> **TEXT EXCERPT**
Foster research and technical collaborations

CISL has a robust set of ongoing partnerships and collaborations that are focused on the effective use of current and future high performance architectures for NCAR applications. These collaborations take the form of membership in a regional HPC consortium, ongoing research and development projects that include vendor, industry, and research laboratory partners, annual workshops, symposia, hackathons, training events focused on emerging technologies and techniques, as well as regularly scheduled teleconferences on code optimization with various vendor partners.

Rocky Mountain Advanced Computing Consortium

CISL’s participation in the Rocky Mountain Advanced Computing Consortium (RMACC) not only supports the development of regional high-performance cyberinfrastructure but also broadens and informs CISL’s space of collaborative opportunities, serves as an education and outreach vehicle, and helps to increase the region’s collective knowledge about and capabilities in HPC technologies. As a long-standing member of RMACC, NCAR, through CISL’s participation, contributes to the success of the annual, two-day RMACC High Performance Computing Symposium, which attracts hundreds of faculty, students, and vendors to share research results and gain knowledge about HPC technologies and trends.

> **SET PROBLEM**
Reproduce word for word the stretch of the text on CISL's research and technical collaborations from "CISL has a robust" through "various vendor partners.". Work from the text alone.

> **Records excerpted from a collection**
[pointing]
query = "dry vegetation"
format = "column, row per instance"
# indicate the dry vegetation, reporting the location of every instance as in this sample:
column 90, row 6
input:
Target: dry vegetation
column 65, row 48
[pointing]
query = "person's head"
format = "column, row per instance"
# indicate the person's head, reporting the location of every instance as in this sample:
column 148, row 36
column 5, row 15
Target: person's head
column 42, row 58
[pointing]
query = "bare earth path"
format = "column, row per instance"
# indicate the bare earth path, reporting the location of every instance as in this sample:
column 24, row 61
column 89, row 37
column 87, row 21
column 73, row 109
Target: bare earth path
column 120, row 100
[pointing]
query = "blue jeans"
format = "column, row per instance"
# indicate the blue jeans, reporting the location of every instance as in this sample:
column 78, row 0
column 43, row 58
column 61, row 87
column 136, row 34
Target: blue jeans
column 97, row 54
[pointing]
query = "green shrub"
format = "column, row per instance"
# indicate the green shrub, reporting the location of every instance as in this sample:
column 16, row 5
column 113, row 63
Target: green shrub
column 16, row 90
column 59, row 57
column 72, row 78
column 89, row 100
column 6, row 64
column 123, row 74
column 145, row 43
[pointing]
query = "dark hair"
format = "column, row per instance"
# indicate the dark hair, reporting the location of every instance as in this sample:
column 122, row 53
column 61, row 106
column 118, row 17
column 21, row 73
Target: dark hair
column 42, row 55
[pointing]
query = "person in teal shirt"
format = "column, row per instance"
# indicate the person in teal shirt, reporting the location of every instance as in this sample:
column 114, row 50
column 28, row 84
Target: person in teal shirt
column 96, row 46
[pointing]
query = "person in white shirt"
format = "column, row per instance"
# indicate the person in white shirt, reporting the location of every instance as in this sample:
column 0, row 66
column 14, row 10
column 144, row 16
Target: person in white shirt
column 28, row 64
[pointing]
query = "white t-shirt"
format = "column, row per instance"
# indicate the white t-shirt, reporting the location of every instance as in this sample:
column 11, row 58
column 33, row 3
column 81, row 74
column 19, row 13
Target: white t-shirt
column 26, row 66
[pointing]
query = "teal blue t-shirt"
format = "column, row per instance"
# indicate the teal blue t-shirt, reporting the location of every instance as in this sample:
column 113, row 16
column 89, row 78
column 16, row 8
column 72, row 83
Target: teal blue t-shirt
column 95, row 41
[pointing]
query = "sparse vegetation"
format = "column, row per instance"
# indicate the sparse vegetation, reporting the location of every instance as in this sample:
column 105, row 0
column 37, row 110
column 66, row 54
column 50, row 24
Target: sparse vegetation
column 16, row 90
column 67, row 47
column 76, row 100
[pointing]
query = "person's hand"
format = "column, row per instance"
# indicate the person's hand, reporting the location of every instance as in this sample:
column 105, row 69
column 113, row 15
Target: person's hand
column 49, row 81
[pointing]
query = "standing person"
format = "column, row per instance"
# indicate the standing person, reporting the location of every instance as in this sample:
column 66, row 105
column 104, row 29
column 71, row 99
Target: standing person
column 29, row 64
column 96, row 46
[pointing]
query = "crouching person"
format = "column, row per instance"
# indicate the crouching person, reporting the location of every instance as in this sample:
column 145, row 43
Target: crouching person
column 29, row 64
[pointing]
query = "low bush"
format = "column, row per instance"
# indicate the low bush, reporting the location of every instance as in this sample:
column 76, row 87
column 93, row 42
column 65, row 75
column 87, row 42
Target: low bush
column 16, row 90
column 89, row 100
...
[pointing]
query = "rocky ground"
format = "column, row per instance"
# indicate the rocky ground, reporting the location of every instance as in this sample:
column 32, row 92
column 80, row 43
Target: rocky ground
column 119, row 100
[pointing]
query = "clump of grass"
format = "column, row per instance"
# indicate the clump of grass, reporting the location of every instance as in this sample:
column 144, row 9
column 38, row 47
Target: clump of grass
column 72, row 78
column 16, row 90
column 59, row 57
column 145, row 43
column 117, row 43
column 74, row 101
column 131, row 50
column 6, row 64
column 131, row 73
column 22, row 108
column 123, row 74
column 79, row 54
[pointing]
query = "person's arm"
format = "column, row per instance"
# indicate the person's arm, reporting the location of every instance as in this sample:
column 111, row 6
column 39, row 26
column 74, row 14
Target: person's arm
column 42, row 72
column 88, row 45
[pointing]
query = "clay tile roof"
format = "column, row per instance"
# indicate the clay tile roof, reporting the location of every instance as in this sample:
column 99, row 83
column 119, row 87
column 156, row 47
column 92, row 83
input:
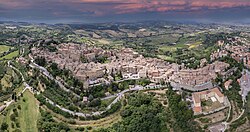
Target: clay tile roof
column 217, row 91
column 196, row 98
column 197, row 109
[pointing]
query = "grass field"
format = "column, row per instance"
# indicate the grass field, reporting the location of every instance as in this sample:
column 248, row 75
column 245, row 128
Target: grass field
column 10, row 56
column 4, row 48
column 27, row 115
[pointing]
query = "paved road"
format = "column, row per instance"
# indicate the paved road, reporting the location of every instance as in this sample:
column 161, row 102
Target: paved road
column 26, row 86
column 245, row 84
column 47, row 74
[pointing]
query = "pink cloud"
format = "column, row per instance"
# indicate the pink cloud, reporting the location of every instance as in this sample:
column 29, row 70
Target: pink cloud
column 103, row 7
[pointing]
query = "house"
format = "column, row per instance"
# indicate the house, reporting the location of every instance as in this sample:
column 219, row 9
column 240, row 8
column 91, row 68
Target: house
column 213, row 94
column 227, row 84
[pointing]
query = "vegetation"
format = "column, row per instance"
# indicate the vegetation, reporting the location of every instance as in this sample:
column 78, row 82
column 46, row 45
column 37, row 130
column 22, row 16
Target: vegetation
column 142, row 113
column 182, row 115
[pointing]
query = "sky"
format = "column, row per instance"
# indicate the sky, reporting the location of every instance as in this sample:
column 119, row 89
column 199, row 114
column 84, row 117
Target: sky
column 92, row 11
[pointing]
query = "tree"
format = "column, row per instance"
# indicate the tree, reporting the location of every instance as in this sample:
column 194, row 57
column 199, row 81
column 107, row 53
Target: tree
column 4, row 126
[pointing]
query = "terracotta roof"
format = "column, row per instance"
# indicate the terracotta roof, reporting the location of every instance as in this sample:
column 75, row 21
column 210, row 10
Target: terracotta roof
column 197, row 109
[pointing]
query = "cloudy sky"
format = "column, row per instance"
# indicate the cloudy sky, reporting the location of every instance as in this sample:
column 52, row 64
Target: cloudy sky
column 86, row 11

> **PROBLEM SOLUTION**
CISL has a robust set of ongoing partnerships and collaborations that are focused on the effective use of current and future high performance architectures for NCAR applications. These collaborations take the form of membership in a regional HPC consortium, ongoing research and development projects that include vendor, industry, and research laboratory partners, annual workshops, symposia, hackathons, training events focused on emerging technologies and techniques, as well as regularly scheduled teleconferences on code optimization with various vendor partners.